> WHAT IS REQUIRED
Could each entry below be written out exactly, with every picture dropped?

⁂

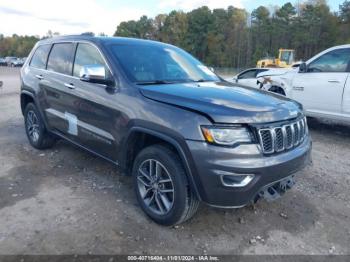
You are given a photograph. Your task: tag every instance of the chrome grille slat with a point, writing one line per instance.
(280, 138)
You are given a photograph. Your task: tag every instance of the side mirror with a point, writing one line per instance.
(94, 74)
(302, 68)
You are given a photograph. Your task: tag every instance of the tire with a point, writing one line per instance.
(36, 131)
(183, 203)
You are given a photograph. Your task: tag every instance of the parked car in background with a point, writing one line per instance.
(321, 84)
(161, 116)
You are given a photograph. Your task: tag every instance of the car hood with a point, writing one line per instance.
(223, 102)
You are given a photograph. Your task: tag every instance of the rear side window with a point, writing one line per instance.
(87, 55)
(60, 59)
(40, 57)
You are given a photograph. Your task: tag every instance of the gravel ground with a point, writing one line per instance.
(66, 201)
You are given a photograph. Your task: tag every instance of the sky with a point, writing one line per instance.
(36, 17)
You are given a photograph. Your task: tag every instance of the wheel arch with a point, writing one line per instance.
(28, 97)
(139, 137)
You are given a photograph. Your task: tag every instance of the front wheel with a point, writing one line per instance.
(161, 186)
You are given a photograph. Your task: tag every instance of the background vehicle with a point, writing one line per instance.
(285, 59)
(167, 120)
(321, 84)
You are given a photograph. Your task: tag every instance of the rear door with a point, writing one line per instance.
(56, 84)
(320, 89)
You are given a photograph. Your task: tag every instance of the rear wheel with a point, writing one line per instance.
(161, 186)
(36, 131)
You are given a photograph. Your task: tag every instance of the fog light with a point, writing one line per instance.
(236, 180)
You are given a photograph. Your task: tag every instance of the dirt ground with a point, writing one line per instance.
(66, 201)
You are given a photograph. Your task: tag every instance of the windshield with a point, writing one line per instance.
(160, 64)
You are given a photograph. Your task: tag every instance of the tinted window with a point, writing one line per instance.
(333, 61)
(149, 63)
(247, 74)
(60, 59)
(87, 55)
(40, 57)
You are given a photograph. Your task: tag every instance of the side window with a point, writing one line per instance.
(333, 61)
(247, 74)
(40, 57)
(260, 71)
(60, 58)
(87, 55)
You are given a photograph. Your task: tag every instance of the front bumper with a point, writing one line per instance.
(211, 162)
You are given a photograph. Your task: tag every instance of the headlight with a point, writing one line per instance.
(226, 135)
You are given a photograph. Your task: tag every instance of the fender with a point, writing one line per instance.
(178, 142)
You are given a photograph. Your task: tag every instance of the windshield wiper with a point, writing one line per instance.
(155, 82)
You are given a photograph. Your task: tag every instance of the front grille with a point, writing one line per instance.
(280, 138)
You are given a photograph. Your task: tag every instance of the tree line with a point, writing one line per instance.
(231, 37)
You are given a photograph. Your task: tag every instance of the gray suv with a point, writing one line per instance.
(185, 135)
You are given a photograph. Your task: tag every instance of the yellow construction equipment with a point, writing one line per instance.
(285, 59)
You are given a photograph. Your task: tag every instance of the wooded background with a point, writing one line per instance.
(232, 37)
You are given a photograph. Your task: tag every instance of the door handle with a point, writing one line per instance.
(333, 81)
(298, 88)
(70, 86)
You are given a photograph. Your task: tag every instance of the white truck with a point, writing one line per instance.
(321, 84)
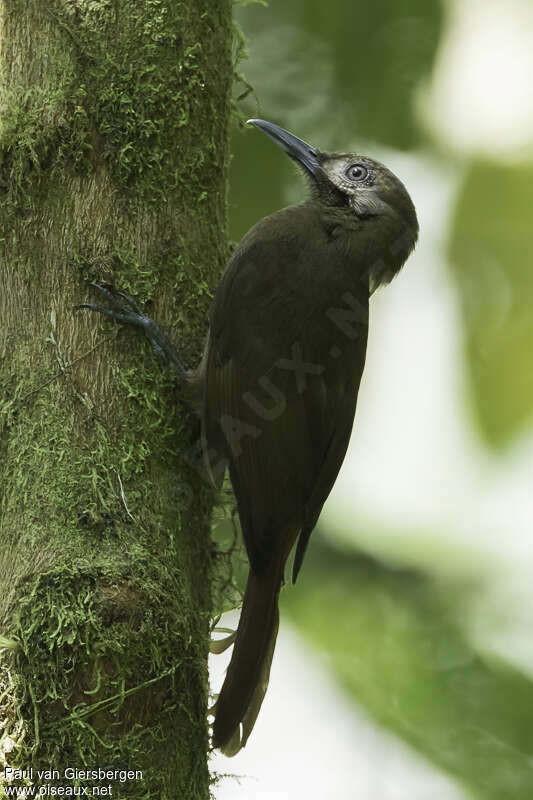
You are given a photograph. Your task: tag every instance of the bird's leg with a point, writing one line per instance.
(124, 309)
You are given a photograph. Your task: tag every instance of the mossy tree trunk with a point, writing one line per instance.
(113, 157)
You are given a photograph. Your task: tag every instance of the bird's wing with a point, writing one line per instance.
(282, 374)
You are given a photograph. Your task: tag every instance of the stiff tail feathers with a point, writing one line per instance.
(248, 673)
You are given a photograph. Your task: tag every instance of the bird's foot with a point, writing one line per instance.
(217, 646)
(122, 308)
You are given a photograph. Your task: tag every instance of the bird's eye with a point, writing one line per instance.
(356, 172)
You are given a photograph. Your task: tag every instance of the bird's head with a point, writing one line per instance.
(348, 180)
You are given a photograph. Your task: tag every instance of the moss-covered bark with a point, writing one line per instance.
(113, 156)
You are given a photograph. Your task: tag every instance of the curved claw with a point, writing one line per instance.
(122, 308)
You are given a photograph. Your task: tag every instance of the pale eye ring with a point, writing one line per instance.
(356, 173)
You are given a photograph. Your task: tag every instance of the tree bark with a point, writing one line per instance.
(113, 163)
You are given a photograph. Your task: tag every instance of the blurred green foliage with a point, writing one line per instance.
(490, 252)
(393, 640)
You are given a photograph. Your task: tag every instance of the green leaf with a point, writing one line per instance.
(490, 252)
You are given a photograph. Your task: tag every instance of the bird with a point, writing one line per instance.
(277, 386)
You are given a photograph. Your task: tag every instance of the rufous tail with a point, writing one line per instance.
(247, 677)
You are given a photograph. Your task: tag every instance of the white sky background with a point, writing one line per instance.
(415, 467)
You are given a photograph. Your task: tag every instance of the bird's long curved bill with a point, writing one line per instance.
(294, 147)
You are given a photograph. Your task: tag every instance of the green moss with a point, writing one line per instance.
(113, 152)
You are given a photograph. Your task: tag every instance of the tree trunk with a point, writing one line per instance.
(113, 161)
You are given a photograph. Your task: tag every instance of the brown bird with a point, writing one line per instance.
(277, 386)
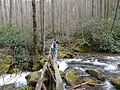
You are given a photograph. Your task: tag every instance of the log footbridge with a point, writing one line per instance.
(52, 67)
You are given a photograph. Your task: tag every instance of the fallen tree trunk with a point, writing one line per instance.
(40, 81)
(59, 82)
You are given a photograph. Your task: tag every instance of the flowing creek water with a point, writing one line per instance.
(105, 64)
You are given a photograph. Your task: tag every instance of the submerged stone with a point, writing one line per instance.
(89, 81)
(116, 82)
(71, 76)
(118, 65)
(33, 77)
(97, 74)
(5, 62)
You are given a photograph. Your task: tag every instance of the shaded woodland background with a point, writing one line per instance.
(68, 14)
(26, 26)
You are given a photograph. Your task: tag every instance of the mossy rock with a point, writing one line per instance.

⁂

> RESPONSE
You are given a photograph. Your task: tag every instance of the chrome grille slat with a point, writing one line per instance.
(280, 138)
You are given a photograph. Your task: tag every instance of the side mirror with a point, writing one line per instance.
(94, 74)
(302, 68)
You are given a photograph. Your task: tag every instance of the tire with a point, writing one line per instance.
(36, 131)
(183, 203)
You are given a photograph. Your task: tag every instance of the parked car in background with a point, writing one line per instance.
(321, 84)
(161, 116)
You are given a photograph. Your task: tag every instance of the car hood with a point, writing one line per instance.
(223, 102)
You are given a photograph. Your task: tag every instance of the rear side window with a point, writing one line per instance.
(87, 55)
(60, 59)
(40, 57)
You are given a photograph. Your task: tag every instance of the gravel ground with a point, writing one line per instance.
(66, 201)
You are given a photograph. Your task: tag every instance of the sky with a point, writing one line per instance.
(36, 17)
You are given a photograph. Your task: tag every instance of the wheel arch with a point, writing one line per instance.
(28, 97)
(139, 137)
You are given a photograph. Your task: tag every instance of the front wheel with a point, writing one line per instance.
(161, 186)
You are given a photograph. Your task: tag every instance of the background vehicle with a point, writing one line per instance.
(285, 59)
(167, 120)
(321, 84)
You are given a photograph. Your task: tag every instance of the rear door with a point, writing one line per instance.
(56, 84)
(320, 89)
You are given a photograph. Your task: tag every instance of the rear wheel with a point, writing one line per instance.
(161, 186)
(36, 131)
You are given a photograph. Your task: tag every instance of the fog light with a point, writing one line per instance.
(236, 180)
You are given a photograph. Your task: tag every instance of the dirt ground with a point, writing one line per instance.
(66, 201)
You are given a photograph. Your task: tag every instance of the windshield with a point, writing one line per instance.
(160, 64)
You are given a photograph. Your task: tag every instance of the tinted window with a point, writing one line per instance.
(333, 61)
(149, 63)
(247, 74)
(60, 59)
(87, 55)
(40, 57)
You are given a photograph. Your task: tag every instance of the side window with a point, writing one line per instance.
(333, 61)
(247, 74)
(40, 57)
(260, 71)
(60, 58)
(87, 55)
You are given a photograph. Your task: tag every instance of the front bumper with a point, writing one line per instance.
(211, 162)
You are given a photograph. Your task: tag every instance of the headlight with a point, writing one line per instance.
(226, 135)
You are given a photograph. Your task: tag every instance of the fender with a point, writing one line per instance.
(178, 142)
You are given a photograph. Your task: tag every instance of the windshield wiper with a point, writing one line per instance.
(155, 82)
You are given a photograph. Your task: tag every instance of the front grille with a point, writing one line per instance.
(280, 138)
You are given a photograph. Your task: tag every instance of the tree line with a point, writing one line per instance.
(231, 37)
You are given a photograph. Your task: tag every instance of the gray suv with a point, writing one line per instance.
(185, 135)
You are given a photograph. Your task: tag every instance of the yellow construction equipment with a point, writing one line per instance.
(285, 59)
You are given a photograph. Your task: tag every instance of the wooded background with a point, writing one line per instance.
(232, 37)
You are given a photograph. Your task: tag every instance of the door handle with a point, writing one line per instance.
(333, 81)
(298, 88)
(70, 86)
You are given a photograph. Your task: tag every instance of the white truck with a point, writing one line per instance.
(321, 84)
You are given a photograph. Your task: tag every instance of the bird's leg with a point, writing one line per instance.
(124, 309)
You are given a photograph. Your task: tag every instance of the mossy tree trunk with a point, writing one line per instance.
(113, 157)
You are given a photograph. Your task: tag every instance of the bird's wing with a point, writing one line per instance.
(282, 374)
You are given a photograph. Your task: tag every instance of the stiff tail feathers with a point, writing one line per instance.
(248, 673)
You are given a photograph. Your task: tag every instance of the bird's foot with a point, writing one line per instance.
(217, 646)
(122, 308)
You are given a photograph. Your task: tag every instance of the bird's eye with a point, writing one line per instance.
(356, 172)
You are given a photograph. Your task: tag every instance of the bird's head with a point, writing one line per instance.
(348, 180)
You are given a photograph. Your task: tag every instance of the moss-covered bark with a point, writing one line per instance.
(113, 156)
You are given a photograph. Your task: tag every instance of the curved claw with a point, writing one line per instance.
(122, 308)
You are given a photograph. Your task: tag every instance of the pale eye ring with a point, writing one line per instance.
(356, 173)
You are given a photograph. Your task: tag every instance of the tree bark with a point, writing one line per instance.
(113, 163)
You are given a photograph. Your task: tag every instance of the blurred green foliage with a point, writing one line per instance.
(490, 252)
(393, 640)
You are given a photograph. Your task: tag every instance of the green leaf with a point, writing one line per instance.
(490, 252)
You are given a photograph. Your task: tag every instance of the bird with a point, writing one line per instance.
(277, 386)
You are given a photograph. Your task: tag every instance of the rufous tail with a point, writing one line per instance.
(247, 677)
You are given a photograph. Your task: tag every instance of the white sky background with a point, writing one line per instance.
(415, 467)
You are given a photograph. Your task: tag every instance of the bird's long curved bill with a point, writing one line per instance.
(294, 147)
You are given a photograph. Your task: tag every instance of the green moss with a point, writing one line per instance.
(113, 152)
You are given a photograph. Your task: tag every instance of the tree trunk with a point, writing one line per instance.
(113, 161)
You are given a photograph. Your task: tag every instance of the brown bird with a point, writing one line per instance.
(277, 386)
You are given a photograph. Your task: tag every instance of the log footbridge with a point, writing one line per instance.
(52, 67)
You are given a photograph. Your task: tag every instance of the fallen tree trunk with a point, writing one line per instance.
(40, 81)
(59, 82)
You are given a photograph. Your task: tag every instance of the flowing creek water with a point, writing one line per instance.
(105, 64)
You are given a photograph. Your task: tag every instance of the submerged stone with a point, writing one line per instance.
(89, 81)
(116, 82)
(71, 76)
(118, 65)
(33, 77)
(97, 74)
(5, 62)
You are given a photograph. Your task: tag every instance of the shaded woodland background with a point, writing one line per instance.
(68, 14)
(26, 26)
You are given a photograph. Your task: tag every instance of the mossy rock with a point, writing one line per instance.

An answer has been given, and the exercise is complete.